━━━━━ Zu lesender Auszug ━━━━━

Neben Großbritannien erwartet auch Russland heuer massive Unruhen wegen der Wirtschaftskrise. Angst vor der Zukunft, Arbeitslosigkeit, Wut und Enttäuschung sind wie eine tickende Zeitbombe.
Die Volkswirtschaften des Ostens befinden sich in einer zunehmend brisanten Lage. Dabei kündigen sich nicht nur die Auswirkungen der Wirtschaftskrise auf zahlreiche osteuropäische Länder sowie Russland mit voller Breitseite an. Dadurch ist offenbar auch die politische Stabilität in einigen Regionen ernsthaft bedroht. Während der Unmut der Bevölkerung wächst und Wut und Enttäuschung über die aktuelle Lage zunehmen, steigt die Angst der Regierungen vor möglichen Eskalationen. Nachdem etwa Litauen, Lettland oder Bulgarien bereits zu Schauplätzen von Straßenschlachten wurden, hat sich Russland dazu entschlossen, möglichen Konflikten durch militärische Aufrüstung vorzubeugen.
Auch in Großbritannien erwarten die Behörden massive Unruhen im "Sommer des Zorns".

━━━━━ Bereitgestellte Einträge ━━━━━

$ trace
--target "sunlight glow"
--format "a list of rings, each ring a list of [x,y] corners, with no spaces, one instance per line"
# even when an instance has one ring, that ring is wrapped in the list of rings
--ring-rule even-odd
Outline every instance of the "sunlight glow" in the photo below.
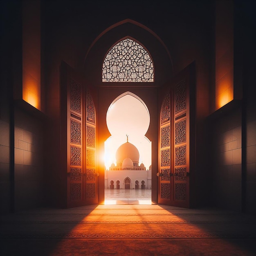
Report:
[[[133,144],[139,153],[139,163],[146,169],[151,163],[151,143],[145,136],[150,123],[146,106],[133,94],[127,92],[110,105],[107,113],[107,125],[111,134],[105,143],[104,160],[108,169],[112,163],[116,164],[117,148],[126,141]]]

━━━━━
━━━━━ Bereitgestellte Einträge ━━━━━

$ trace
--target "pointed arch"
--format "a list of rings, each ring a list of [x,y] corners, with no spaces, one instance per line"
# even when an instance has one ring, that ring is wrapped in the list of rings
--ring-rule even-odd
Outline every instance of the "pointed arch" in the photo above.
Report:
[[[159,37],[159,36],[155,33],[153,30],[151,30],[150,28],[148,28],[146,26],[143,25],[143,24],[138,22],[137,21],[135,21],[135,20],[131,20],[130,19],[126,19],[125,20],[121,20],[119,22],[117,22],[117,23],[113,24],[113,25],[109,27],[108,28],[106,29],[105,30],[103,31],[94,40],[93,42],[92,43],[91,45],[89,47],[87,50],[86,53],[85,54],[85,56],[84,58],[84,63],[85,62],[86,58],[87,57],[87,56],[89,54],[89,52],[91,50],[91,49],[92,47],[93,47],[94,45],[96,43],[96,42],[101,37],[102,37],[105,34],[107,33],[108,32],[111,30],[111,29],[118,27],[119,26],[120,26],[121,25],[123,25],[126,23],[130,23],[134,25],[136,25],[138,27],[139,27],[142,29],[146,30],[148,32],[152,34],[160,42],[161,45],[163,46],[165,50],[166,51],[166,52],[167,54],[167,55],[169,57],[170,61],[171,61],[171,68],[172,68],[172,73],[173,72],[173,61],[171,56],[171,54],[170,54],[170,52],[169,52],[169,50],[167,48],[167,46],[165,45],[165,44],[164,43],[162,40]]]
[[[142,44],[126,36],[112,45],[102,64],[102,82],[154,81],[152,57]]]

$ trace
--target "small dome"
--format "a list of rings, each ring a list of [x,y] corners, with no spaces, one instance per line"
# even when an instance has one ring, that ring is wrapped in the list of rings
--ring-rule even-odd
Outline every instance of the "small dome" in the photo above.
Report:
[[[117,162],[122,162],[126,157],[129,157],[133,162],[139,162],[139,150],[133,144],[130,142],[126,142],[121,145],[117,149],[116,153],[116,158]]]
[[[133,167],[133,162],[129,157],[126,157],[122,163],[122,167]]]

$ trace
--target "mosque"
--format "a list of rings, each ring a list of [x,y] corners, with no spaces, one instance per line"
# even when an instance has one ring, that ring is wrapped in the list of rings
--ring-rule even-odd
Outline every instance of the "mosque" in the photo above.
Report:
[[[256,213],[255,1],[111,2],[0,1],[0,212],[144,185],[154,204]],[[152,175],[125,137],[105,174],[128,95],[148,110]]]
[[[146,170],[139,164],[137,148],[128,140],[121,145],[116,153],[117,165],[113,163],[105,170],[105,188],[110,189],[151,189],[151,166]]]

━━━━━

## Aufgabenstellung
1. Nenne alle Staaten, die im Auszug zur Wirtschaftskrise namentlich vorkommen.
2. Schreibe aus dem Auszug zur Wirtschaftskrise eine Passage wortgetreu ab. Setze bei den Worten „Neben Großbritannien erwartet“ ein und höre nach „eine tickende Zeitbombe.“ auf.

## Lösungen in Reihenfolge
1. Großbritannien, Russland, Litauen, Lettland, Bulgarien

2.
Neben Großbritannien erwartet auch Russland heuer massive Unruhen wegen der Wirtschaftskrise. Angst vor der Zukunft, Arbeitslosigkeit, Wut und Enttäuschung sind wie eine tickende Zeitbombe.